- SOURCE
Focus On: Palestine’s Natural Resources

Historic Palestine has long had an abundance of natural resources, ranging from fresh and ground water, arable land and, more recently, oil and natural gas. In the seven decades since the establishment of the state of Israel, these resources have been compromised and exploited through a variety of measures. These include widespread Palestinian dispossession of land in the ongoing Nakba, exploitation of water through failed negotiations, and a finders-keepers approach to gas and oil found in or under occupied land. 

In this collection of analysis, Al-Shabaka experts provide insight into a range of issues related to Palestinian natural resources, from their theft by Israel to the deleterious effects of climate change and its intersection with the Israeli occupation. The Intergovernmental Panel on Climate Change predicts a warming in the southern and eastern Mediterranean between 2.2 and 5.1°C over the twenty-first century – a higher rate than the global average. This will lead to highly disruptive, if not catastrophic, changes to the region’s climate, including increased desertification. As climate change intensifies, natural resources will only become more precious.

- STATED EXERCISE 1
Decide whether each statement agrees with the text on Palestine's natural resources. Answer yes or no for each and quote the words of the text that decide it.
(a) The Intergovernmental Panel on Climate Change predicts warming in the southern and eastern Mediterranean of between 2.2 and 5.1°C over the twenty-first century.
(b) The predicted warming in that region is at a lower rate than the global average.
(c) The resources have been compromised and exploited in the seven decades since the establishment of the state of Israel.
- STATED EXERCISE 2
Pull out every line of the rows that contains the word "wheel", and match case exactly.

- RECORDS PROVIDED
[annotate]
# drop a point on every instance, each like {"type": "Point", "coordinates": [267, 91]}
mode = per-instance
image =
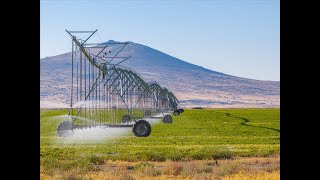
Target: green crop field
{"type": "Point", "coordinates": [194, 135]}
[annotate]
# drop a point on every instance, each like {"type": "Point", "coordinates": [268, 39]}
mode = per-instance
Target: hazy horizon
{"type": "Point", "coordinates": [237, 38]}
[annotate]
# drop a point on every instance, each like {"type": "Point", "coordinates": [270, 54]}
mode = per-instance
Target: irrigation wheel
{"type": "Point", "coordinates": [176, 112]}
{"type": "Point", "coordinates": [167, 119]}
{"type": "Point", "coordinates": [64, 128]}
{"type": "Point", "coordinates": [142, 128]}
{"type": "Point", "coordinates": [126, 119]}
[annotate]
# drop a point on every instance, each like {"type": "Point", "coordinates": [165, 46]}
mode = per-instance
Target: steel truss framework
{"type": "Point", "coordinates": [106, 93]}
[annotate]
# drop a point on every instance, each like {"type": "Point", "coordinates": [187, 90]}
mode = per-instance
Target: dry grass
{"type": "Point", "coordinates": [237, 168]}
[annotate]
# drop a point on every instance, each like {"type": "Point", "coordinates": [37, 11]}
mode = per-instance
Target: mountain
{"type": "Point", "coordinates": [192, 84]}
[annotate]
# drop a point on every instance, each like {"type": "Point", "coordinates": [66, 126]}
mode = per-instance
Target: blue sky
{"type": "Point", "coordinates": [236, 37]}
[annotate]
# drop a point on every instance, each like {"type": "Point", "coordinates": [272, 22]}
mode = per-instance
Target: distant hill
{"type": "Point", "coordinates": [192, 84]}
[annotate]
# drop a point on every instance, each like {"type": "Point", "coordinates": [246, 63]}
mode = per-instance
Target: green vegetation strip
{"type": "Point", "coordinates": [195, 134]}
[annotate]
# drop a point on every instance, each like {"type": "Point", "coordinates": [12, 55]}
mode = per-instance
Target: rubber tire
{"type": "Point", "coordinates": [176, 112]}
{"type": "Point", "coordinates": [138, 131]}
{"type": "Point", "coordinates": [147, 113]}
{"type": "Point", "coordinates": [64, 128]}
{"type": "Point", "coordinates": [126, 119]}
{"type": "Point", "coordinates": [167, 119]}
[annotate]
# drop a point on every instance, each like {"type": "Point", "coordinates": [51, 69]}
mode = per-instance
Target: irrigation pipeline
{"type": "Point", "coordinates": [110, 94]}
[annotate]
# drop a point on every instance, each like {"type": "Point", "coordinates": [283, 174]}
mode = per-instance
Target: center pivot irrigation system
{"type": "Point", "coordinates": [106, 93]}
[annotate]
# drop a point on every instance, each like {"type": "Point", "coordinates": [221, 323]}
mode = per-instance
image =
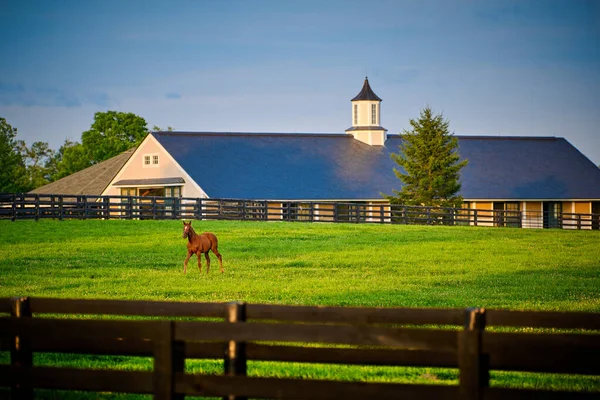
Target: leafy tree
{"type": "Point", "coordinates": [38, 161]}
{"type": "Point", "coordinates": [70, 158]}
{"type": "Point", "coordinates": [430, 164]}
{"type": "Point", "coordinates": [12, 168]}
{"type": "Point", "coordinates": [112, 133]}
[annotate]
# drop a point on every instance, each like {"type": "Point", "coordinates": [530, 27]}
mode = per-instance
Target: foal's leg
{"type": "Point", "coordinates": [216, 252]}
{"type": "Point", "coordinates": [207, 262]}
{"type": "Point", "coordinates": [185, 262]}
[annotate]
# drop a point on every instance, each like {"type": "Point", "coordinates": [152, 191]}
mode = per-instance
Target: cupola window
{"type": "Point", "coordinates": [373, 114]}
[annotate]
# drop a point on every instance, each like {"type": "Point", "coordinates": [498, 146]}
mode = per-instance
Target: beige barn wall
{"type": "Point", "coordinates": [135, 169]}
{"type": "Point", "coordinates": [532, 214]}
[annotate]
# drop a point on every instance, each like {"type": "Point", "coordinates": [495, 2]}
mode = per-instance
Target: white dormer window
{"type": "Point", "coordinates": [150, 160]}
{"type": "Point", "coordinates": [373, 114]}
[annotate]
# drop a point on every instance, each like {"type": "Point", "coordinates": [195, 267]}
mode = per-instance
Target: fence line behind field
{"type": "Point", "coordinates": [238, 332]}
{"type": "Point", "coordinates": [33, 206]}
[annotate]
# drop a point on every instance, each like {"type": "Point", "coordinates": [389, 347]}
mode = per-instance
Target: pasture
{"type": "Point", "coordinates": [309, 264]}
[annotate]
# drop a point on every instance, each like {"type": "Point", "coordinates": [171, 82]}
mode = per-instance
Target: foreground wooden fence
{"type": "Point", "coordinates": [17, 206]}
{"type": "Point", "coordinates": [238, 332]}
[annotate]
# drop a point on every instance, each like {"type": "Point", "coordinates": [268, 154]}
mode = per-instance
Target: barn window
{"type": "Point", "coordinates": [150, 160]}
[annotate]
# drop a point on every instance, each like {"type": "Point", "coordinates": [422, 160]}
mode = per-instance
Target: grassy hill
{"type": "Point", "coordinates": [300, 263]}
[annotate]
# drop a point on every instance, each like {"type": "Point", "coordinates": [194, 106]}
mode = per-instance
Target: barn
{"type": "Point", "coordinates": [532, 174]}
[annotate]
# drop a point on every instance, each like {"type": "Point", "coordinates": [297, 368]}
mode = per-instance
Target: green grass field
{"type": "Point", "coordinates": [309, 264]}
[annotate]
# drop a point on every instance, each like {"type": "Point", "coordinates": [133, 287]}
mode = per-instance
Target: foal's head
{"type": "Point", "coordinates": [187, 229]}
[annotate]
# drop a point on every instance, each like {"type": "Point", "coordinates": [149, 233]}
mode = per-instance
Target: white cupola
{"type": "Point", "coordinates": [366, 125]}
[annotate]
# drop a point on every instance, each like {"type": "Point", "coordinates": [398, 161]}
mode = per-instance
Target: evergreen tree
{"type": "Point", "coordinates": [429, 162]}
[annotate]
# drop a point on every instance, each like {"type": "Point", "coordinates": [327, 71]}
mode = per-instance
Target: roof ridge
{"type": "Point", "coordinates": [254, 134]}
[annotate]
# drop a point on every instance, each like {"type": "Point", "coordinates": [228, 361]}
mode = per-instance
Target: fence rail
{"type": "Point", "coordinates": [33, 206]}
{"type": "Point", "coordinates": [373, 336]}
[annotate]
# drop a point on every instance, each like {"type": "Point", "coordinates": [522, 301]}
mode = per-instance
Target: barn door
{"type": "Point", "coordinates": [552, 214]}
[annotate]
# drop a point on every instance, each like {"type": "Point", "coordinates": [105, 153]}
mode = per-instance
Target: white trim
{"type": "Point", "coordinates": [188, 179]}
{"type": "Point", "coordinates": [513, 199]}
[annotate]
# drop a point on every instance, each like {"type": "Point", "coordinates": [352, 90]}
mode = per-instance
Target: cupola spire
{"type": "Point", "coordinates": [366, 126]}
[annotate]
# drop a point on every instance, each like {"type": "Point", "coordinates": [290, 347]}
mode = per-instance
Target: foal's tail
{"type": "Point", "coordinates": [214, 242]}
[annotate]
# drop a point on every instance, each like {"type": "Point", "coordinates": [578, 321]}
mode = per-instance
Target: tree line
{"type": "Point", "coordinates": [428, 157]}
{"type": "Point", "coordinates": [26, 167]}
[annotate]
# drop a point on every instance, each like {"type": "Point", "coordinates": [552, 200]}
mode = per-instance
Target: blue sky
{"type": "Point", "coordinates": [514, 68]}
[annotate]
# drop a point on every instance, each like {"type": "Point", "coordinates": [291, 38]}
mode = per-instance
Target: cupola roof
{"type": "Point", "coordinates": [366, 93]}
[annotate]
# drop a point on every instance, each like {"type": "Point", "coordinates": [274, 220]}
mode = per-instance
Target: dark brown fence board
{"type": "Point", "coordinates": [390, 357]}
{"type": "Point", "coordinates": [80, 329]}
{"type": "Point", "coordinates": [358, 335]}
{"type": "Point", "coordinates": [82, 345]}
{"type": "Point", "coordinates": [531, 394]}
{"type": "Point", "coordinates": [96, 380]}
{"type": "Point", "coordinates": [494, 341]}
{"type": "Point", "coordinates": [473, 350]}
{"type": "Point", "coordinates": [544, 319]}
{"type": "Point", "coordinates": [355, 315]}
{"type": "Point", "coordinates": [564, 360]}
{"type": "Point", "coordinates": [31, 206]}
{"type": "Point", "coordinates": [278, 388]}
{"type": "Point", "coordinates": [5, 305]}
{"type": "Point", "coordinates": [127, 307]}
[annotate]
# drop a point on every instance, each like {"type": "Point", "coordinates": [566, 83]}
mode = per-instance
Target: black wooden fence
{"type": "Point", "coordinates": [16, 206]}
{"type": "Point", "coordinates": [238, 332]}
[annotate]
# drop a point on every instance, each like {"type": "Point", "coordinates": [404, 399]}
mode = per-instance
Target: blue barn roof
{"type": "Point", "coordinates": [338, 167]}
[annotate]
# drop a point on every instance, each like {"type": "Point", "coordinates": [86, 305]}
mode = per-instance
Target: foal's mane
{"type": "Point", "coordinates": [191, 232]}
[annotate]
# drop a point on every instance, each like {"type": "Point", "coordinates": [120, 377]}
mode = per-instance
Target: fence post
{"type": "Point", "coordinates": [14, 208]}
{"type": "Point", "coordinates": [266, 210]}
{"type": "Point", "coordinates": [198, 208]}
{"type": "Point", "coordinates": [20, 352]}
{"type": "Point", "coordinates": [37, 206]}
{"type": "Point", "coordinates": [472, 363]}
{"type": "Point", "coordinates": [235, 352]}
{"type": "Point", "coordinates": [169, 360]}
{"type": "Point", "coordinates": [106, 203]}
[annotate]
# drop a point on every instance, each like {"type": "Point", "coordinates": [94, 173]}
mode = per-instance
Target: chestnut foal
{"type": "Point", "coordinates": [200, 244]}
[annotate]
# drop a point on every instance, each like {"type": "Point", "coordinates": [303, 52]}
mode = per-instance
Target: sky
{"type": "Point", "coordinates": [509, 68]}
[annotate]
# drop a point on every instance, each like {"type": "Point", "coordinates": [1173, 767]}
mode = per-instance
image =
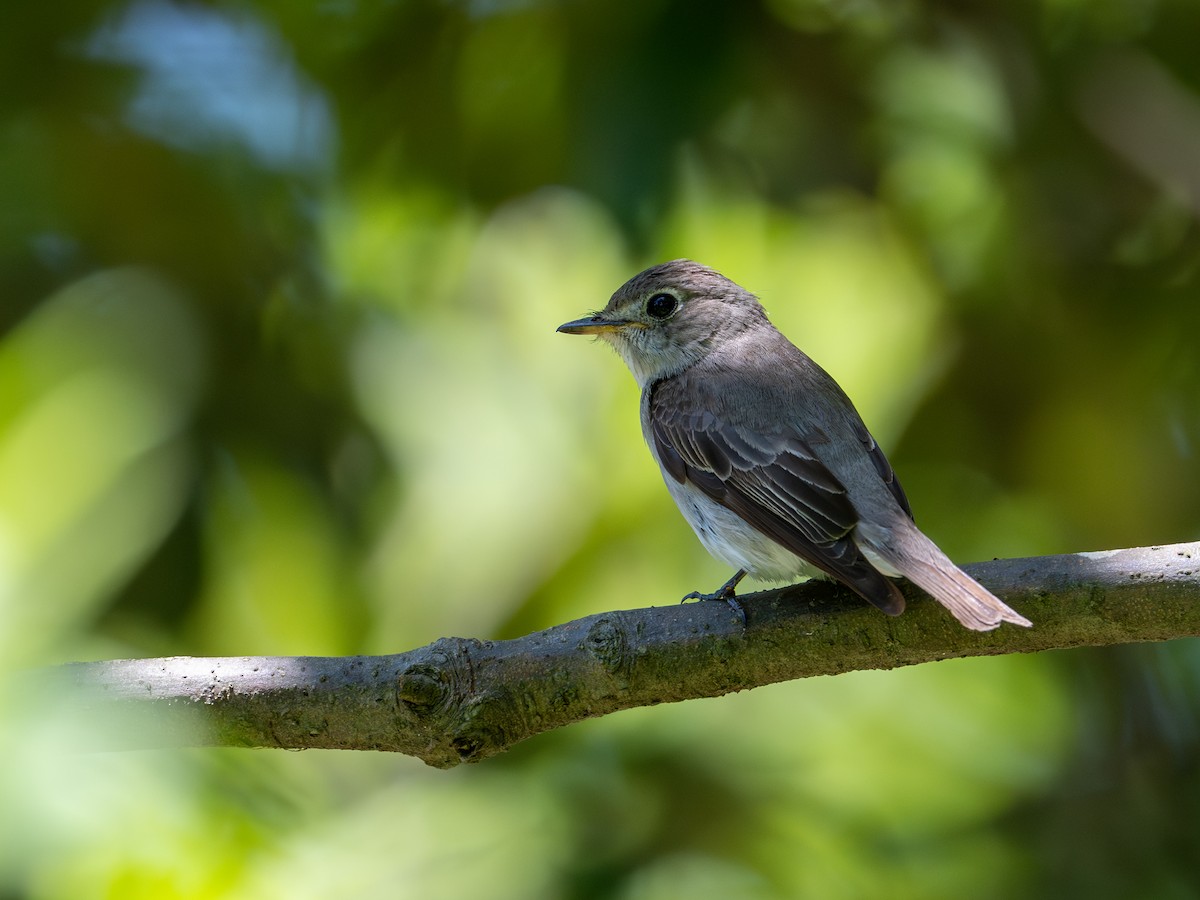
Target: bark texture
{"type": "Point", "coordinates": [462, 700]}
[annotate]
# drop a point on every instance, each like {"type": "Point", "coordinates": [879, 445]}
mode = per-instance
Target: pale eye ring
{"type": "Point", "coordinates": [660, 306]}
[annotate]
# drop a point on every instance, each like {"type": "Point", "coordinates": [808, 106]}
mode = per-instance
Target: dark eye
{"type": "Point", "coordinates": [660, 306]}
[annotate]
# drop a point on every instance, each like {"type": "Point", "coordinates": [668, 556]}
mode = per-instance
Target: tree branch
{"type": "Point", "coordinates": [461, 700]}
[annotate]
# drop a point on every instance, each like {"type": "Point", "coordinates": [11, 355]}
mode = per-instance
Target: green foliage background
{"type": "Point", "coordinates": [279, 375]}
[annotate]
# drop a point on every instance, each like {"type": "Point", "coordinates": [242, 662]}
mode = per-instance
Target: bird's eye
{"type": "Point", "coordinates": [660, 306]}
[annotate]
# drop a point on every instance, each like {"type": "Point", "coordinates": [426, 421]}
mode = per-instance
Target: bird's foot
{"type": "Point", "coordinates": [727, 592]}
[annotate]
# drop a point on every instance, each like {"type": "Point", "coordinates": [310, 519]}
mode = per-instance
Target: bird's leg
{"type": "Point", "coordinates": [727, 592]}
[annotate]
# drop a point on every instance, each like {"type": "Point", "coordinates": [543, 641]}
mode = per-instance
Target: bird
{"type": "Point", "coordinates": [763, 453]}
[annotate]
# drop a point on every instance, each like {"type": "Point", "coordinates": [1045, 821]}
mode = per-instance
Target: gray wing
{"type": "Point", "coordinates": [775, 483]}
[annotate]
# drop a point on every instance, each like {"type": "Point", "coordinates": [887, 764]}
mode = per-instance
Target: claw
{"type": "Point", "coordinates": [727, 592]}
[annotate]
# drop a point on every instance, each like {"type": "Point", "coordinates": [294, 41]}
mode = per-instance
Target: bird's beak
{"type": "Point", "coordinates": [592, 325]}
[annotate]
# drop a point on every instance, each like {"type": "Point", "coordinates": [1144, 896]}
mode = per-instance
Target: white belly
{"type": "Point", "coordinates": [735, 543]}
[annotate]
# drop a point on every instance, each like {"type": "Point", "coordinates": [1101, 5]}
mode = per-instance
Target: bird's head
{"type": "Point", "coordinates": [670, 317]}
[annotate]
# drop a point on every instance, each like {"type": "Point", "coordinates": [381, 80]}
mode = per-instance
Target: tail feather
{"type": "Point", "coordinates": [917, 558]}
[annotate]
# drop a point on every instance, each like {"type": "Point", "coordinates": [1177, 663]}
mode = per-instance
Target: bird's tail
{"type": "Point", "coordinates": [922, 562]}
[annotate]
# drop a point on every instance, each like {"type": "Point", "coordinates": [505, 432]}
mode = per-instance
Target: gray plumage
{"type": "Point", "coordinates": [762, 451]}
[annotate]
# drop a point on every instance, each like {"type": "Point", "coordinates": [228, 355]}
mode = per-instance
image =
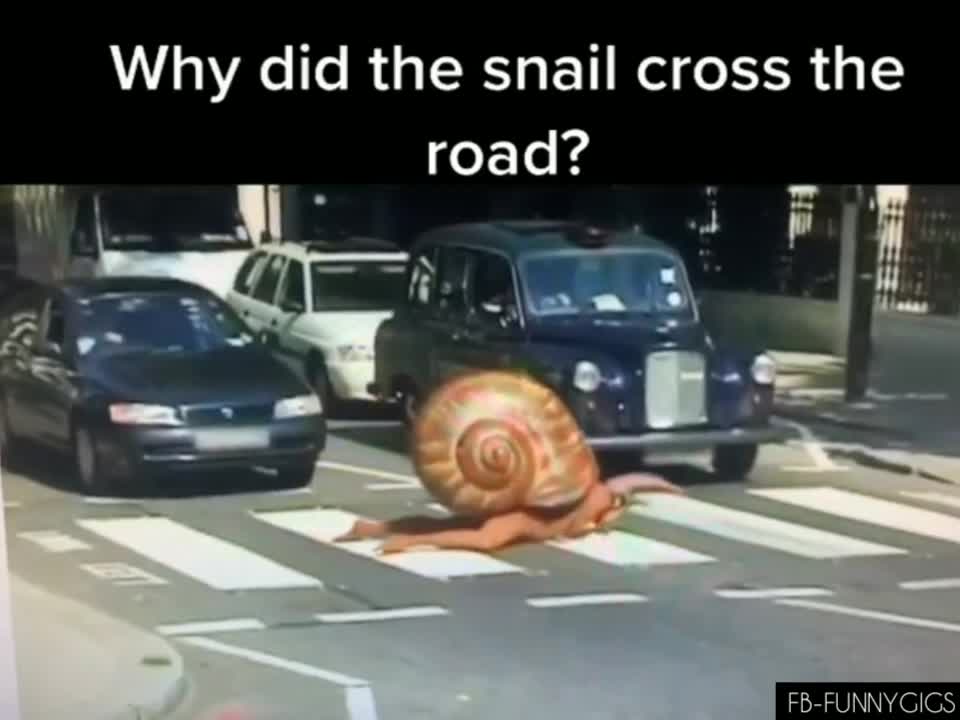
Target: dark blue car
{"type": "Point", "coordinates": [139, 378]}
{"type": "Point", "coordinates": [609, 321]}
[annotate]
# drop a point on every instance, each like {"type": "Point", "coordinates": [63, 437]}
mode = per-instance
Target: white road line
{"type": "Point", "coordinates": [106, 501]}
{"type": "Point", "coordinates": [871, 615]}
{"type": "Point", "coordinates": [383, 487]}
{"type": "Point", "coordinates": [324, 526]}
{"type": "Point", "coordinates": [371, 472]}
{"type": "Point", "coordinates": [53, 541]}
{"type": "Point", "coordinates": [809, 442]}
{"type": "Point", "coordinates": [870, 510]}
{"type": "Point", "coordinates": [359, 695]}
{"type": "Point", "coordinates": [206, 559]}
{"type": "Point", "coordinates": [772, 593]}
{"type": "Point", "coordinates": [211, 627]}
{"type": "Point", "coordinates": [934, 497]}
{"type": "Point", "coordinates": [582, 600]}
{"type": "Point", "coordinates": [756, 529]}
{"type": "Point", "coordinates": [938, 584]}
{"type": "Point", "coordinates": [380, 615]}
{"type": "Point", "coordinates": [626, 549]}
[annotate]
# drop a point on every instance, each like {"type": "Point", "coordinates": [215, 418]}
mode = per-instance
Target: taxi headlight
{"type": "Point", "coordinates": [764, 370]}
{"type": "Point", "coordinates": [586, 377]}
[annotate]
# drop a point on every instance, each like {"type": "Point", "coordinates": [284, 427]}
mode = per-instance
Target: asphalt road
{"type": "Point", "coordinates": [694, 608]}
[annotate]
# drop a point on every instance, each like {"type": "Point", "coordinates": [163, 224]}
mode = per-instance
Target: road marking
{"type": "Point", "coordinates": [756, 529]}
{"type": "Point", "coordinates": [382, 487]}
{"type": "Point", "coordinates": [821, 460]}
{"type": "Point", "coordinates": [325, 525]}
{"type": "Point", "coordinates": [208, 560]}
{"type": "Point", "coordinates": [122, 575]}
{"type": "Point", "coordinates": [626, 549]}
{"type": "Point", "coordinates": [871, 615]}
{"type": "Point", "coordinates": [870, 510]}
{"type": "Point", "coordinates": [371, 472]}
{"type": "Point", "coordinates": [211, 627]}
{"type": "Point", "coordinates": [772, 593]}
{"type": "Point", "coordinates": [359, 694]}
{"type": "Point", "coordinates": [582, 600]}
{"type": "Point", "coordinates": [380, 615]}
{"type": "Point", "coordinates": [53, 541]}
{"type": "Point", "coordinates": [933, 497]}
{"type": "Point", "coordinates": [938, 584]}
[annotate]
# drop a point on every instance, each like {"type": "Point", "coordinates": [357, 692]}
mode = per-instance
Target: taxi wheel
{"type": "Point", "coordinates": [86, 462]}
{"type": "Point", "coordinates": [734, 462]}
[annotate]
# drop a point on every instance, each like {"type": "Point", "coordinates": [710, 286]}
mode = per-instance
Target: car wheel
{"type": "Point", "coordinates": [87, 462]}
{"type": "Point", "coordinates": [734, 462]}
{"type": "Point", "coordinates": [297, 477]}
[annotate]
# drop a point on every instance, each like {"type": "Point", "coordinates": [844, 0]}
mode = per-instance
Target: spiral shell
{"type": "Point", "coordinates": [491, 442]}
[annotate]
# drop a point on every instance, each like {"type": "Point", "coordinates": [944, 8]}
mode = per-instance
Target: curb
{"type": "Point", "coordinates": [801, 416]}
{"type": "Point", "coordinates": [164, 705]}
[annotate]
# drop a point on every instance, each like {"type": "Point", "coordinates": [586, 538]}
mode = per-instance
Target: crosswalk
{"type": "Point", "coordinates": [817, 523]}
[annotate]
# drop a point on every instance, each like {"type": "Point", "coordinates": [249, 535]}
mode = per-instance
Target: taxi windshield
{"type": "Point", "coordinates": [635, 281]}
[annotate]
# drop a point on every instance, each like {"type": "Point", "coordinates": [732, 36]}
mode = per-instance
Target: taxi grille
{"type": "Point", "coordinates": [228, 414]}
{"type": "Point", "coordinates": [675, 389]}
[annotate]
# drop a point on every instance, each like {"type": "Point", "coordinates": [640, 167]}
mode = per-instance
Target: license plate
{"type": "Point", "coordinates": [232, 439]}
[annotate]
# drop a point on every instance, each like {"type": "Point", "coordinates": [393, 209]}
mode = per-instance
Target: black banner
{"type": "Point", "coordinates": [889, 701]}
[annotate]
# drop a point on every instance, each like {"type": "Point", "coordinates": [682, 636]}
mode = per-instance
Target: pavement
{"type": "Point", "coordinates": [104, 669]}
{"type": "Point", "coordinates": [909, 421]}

- EXPECTED ANSWER 1
(a) Yes: "predicts a warming in the southern and eastern Mediterranean between 2.2 and 5.1°C over the twenty-first century"
(b) No: "a higher rate than the global average"
(c) Yes: "In the seven decades since the establishment of the state of Israel, these resources have been compromised and exploited"

- EXPECTED ANSWER 2
Target: irrigation wheel
Target: taxi wheel
Target: car wheel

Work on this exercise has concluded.